Quote all of the data below exactly, please.
---- Source material
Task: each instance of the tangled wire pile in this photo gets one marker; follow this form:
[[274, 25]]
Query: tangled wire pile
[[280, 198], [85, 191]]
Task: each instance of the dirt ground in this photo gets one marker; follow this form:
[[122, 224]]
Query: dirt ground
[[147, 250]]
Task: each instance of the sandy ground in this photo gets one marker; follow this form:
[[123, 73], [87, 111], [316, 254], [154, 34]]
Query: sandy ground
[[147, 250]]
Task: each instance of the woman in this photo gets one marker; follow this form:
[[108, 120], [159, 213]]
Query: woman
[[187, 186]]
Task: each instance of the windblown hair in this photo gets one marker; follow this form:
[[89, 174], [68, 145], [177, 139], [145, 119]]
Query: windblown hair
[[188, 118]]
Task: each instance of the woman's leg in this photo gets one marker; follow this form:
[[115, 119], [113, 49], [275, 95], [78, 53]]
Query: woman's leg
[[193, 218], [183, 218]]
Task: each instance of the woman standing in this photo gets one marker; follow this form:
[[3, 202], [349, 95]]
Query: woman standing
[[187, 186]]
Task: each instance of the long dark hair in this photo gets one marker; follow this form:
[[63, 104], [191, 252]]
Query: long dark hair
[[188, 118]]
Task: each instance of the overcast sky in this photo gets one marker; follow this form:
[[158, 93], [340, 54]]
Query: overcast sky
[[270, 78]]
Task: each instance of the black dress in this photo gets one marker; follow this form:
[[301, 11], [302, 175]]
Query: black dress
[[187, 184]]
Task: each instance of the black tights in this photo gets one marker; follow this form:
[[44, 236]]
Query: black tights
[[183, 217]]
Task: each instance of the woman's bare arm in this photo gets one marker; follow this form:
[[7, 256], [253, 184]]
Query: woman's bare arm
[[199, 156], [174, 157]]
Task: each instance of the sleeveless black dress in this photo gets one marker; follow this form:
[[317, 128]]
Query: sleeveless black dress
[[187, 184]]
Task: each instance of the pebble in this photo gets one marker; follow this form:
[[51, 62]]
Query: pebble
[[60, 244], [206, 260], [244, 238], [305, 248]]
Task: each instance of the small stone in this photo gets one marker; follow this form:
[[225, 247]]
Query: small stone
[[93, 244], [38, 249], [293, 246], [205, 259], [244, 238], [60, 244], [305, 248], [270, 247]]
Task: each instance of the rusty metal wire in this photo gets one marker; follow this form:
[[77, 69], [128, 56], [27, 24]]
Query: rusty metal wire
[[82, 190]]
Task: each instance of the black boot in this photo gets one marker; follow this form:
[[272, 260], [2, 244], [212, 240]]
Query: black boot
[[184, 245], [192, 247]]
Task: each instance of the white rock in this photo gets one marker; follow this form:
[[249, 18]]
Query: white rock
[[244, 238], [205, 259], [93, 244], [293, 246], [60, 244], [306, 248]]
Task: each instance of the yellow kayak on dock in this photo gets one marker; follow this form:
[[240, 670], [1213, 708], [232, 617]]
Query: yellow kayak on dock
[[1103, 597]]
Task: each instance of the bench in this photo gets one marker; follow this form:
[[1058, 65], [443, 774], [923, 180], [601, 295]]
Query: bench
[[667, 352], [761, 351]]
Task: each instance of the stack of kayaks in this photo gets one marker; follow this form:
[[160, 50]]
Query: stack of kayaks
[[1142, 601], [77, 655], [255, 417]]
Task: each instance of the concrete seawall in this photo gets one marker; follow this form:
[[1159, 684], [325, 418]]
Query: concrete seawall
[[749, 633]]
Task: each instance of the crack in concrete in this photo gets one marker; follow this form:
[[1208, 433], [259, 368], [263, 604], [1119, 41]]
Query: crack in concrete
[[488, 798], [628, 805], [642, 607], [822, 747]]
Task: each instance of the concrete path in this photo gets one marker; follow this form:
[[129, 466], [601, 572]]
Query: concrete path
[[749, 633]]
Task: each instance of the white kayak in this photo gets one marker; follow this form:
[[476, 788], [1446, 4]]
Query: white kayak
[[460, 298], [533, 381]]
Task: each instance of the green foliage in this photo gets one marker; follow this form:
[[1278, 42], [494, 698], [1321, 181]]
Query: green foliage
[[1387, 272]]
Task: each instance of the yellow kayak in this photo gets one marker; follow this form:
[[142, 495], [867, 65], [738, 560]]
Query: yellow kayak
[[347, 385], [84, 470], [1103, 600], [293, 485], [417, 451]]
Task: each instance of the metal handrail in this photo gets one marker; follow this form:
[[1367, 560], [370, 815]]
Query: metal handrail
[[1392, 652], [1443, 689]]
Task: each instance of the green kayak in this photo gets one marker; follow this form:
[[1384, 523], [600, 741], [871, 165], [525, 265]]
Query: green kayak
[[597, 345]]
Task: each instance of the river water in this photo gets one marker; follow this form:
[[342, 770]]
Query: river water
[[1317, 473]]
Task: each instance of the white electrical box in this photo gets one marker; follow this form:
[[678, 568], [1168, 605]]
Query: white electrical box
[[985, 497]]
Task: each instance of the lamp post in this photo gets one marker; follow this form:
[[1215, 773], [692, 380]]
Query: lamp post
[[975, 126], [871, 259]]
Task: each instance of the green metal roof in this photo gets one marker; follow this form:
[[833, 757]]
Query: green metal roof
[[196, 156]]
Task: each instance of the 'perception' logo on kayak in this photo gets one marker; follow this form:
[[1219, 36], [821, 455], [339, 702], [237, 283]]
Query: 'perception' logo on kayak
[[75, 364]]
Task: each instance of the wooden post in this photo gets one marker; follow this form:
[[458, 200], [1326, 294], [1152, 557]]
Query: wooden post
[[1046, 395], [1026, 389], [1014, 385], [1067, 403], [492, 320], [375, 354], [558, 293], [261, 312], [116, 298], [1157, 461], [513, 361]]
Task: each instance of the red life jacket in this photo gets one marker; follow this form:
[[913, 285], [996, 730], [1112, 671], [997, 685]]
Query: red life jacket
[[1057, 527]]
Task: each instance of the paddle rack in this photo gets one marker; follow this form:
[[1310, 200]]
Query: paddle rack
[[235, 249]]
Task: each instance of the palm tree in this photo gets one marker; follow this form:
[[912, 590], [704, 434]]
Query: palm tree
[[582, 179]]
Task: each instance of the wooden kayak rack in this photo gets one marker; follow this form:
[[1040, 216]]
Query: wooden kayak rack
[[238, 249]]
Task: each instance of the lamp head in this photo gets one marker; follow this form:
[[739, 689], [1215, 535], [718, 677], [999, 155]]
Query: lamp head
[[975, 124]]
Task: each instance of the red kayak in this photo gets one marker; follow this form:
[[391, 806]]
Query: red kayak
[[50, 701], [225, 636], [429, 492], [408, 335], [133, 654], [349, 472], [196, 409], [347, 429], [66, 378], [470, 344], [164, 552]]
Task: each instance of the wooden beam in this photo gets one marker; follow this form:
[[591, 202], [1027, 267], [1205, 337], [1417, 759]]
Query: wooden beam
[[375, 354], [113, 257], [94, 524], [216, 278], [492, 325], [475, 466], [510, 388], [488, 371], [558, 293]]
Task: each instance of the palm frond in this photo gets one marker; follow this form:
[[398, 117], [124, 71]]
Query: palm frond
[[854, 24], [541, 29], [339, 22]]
--------
■ Result for this task:
Task: each instance of the tangled wire pile in this photo gets one marker; follow this form:
[[274, 25]]
Query: tangled wire pile
[[280, 198], [85, 191]]
Task: each instance of the dirt ground in this photo gets one marker; follow this form:
[[122, 224]]
Query: dirt ground
[[147, 250]]
Task: each instance of the sandy ground in this photo gets one marker; follow this form:
[[123, 73], [87, 111], [316, 254], [154, 34]]
Query: sandy ground
[[147, 250]]
Task: each instance of the woman in this photo gets one marker; follow this form:
[[108, 120], [159, 213]]
Query: woman
[[187, 186]]
Task: each instance of the windblown hair in this photo gets one marker; follow this form:
[[89, 174], [68, 145], [177, 139], [145, 119]]
Query: windblown hair
[[188, 118]]
Task: each instance of the woman's leg in this photo gets one marker; follow this form:
[[115, 119], [113, 49], [275, 95], [78, 53]]
Query: woman's leg
[[193, 218], [183, 218]]
Task: each instance of the woman standing in this photo gets one marker; follow this form:
[[3, 202], [349, 95]]
Query: woman standing
[[187, 186]]
Task: each instance of the long dark hair in this photo gets one marker; follow this form:
[[63, 104], [191, 252]]
Query: long dark hair
[[188, 118]]
Task: each instance of the overcast sky in this photo gets one marker; follow this form:
[[158, 93], [340, 54]]
Query: overcast sky
[[270, 78]]
Task: each instance of the black dress in this photo gets one marker; follow this form:
[[301, 11], [302, 175]]
Query: black dress
[[187, 184]]
Task: each instance of the black tights in this photo gets one marker; follow this form:
[[44, 236]]
Query: black tights
[[183, 217]]
Task: each instance of the woman's bare arm in this photo gets one marker; follow this form:
[[7, 256], [253, 184]]
Query: woman's bare arm
[[199, 156], [174, 157]]
Task: each instance of the sleeveless black dress in this photo gets one marker; follow this form:
[[317, 128]]
Query: sleeveless black dress
[[187, 184]]
Task: each instance of the pebble in this photo gets one marker; follow this form:
[[51, 62]]
Query: pebble
[[60, 244], [206, 260], [244, 238], [305, 248]]
Task: each instance of the small stone in this photo gets one marker; follow this form:
[[225, 247]]
Query: small stone
[[93, 244], [38, 249], [293, 246], [205, 259], [244, 238], [60, 244], [305, 248], [270, 247]]
Task: each instance of the rusty metal wire in this photo gets one marker; follow this form:
[[77, 69], [128, 56], [27, 24]]
Query: rusty metal wire
[[82, 190]]
Task: each instance of the black boot in this photo gets one marker; follow this form:
[[272, 260], [2, 244], [212, 240]]
Query: black boot
[[184, 245], [192, 247]]
Task: each instance of the white rock in this photo gets one marker; follow this form:
[[249, 18]]
Query: white rock
[[244, 238], [205, 259], [93, 244], [293, 246], [60, 244], [306, 248]]
Task: each instance of the yellow kayak on dock in this photo gets one marker; follow this form:
[[240, 670], [1213, 708], [232, 617]]
Query: yellow kayak on dock
[[1103, 597]]
Task: each instance of the bench in this photo gets one marker; follow this form:
[[1058, 65], [443, 774], [923, 180], [601, 295]]
Query: bench
[[667, 352], [761, 351]]
Task: each instance of the stack of kayaks in this photo gets one marker; follow this form:
[[160, 50]]
Query: stack of kayaks
[[1142, 601], [77, 655], [255, 417]]
Task: each instance of the concrete seawall in this photo gets one marker; follow this form:
[[1159, 684], [325, 418]]
Query: concrete seawall
[[749, 633]]
Task: each instance of the crack in concrete in this photo gets one marker; follow this form:
[[1208, 433], [259, 368], [263, 604], [1119, 41]]
Query: crack in concrete
[[488, 798], [628, 805], [642, 607], [822, 747]]
Task: each instance of the concrete path in this photo gets one marker; follow this form:
[[129, 466], [601, 572]]
Query: concrete path
[[749, 633]]
Task: each instance of the white kayak in this photo gets one marker; follow this form:
[[476, 788], [1446, 4]]
Query: white kayak
[[460, 298], [533, 381]]
Task: each instance of the green foliage in this photo gets one marker; follow this form:
[[1278, 42], [494, 698], [1321, 181]]
Query: green foliage
[[1387, 272]]
Task: each instance of the yellow kayak in this photo gets one marker; follow this form:
[[142, 495], [867, 65], [738, 560]]
Query: yellow kayak
[[347, 385], [84, 470], [1103, 600], [293, 485], [417, 451]]
Task: each instance of the metal handrail in this photo gets one marker; follow this form:
[[1367, 560], [370, 815]]
Query: metal handrail
[[1392, 652], [1443, 689]]
Task: each instance of the green kayak in this photo gets one marker; follow this form:
[[1384, 523], [600, 741], [871, 165], [525, 265]]
Query: green kayak
[[597, 345]]
Task: each instance of the river water in this photo gets one marker; follow this form:
[[342, 770]]
Query: river water
[[1317, 473]]
Task: each instance of the white electrical box in this photo gets one marker; follow this form:
[[678, 568], [1168, 605]]
Query: white electrical box
[[985, 497]]
Task: each instance of the lamp post in this photo gets one marker; follow this form:
[[1215, 773], [692, 380]]
Query: lamp post
[[975, 126], [871, 259]]
Task: each instance of the green metal roof in this photo gets one marker; follow this form:
[[833, 757]]
Query: green metal roof
[[196, 156]]
Task: each instance of the 'perception' logo on kayak in this photo gets one marker; follow this form:
[[1219, 36], [821, 455], [339, 702], [237, 283]]
Query: 'perception' logo on kayak
[[75, 364]]
Task: each instance of the wooden post in this photo gets one marker; follow this form:
[[458, 200], [1326, 294], [1152, 557]]
Query: wooden post
[[1046, 395], [1026, 389], [1014, 385], [1067, 403], [492, 320], [375, 354], [558, 293], [261, 312], [116, 298], [1157, 461], [513, 361]]
Task: each instance of the red life jacket in this photo gets one marker; follow this form:
[[913, 285], [996, 730], [1112, 671], [997, 685]]
Query: red life jacket
[[1057, 527]]
Task: each instance of the paddle rack in this photo gets one marker; follow this form:
[[1310, 200]]
Query: paddle rack
[[235, 249]]
Task: each instance of the palm tree in this photo gets one marker; follow this form:
[[912, 590], [704, 434]]
Query: palm tree
[[582, 179]]
Task: each instance of the wooden kayak rack in this photo gets one marker; follow this form:
[[1040, 216]]
Query: wooden kayak rack
[[238, 249]]
Task: each instance of the lamp head in this photo gets one marker; follow this form:
[[739, 689], [1215, 535], [718, 677], [999, 155]]
Query: lamp head
[[975, 124]]
Task: each instance of the red kayak in this photo gets one marker; follow this form:
[[391, 806]]
Query: red kayak
[[50, 701], [225, 636], [429, 492], [408, 335], [133, 654], [349, 472], [196, 409], [347, 429], [66, 378], [470, 344], [164, 552]]
Task: each instance of the wooden beam in this photo gets one marker; follow this form:
[[591, 202], [1027, 267], [1205, 337], [1417, 759]]
Query: wooden beam
[[375, 354], [113, 257], [94, 524], [216, 278], [492, 325], [475, 466], [510, 388], [488, 371], [558, 293]]
Task: each instance of the palm frond in this photo gets one marker; follow this form:
[[398, 117], [124, 71]]
Query: palm frond
[[854, 24], [541, 29], [339, 22]]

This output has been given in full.